# Written problem:
Reproduce the records from the start through the line containing "<point>163,84</point>", substituting "Instruction for the class" for "Note to the class" and leaving everything else unchanged.

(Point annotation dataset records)
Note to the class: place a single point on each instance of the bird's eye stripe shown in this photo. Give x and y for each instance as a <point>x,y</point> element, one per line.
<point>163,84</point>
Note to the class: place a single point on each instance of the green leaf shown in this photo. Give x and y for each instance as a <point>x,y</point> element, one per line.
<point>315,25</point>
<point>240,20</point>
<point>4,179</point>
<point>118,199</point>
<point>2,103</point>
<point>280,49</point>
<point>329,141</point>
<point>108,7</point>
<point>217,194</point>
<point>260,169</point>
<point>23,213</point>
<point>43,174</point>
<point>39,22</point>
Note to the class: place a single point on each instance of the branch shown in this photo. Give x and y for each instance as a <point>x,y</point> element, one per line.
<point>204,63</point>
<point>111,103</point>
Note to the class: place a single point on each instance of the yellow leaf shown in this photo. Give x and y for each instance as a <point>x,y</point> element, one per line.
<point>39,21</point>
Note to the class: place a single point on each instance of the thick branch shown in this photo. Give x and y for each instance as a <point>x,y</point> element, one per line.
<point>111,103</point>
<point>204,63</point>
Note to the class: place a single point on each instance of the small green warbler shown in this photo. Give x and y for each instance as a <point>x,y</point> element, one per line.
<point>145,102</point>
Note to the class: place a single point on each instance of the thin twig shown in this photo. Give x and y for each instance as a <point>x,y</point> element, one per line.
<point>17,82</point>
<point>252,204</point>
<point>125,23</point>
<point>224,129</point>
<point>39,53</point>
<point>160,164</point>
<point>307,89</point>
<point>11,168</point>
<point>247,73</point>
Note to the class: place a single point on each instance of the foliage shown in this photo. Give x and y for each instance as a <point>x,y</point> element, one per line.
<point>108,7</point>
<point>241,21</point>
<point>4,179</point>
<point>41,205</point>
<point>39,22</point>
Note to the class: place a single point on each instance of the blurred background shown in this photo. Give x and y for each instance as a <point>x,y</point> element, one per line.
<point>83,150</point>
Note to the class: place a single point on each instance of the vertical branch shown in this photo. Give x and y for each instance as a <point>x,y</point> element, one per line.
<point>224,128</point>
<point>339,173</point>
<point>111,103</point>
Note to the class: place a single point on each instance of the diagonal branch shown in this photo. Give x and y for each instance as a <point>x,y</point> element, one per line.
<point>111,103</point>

# Written reply:
Instruction for the class: place a single point on each instance of the bird's eye stripe shown in this photo. Give x and y for each instance as a <point>x,y</point> element, one per line.
<point>163,84</point>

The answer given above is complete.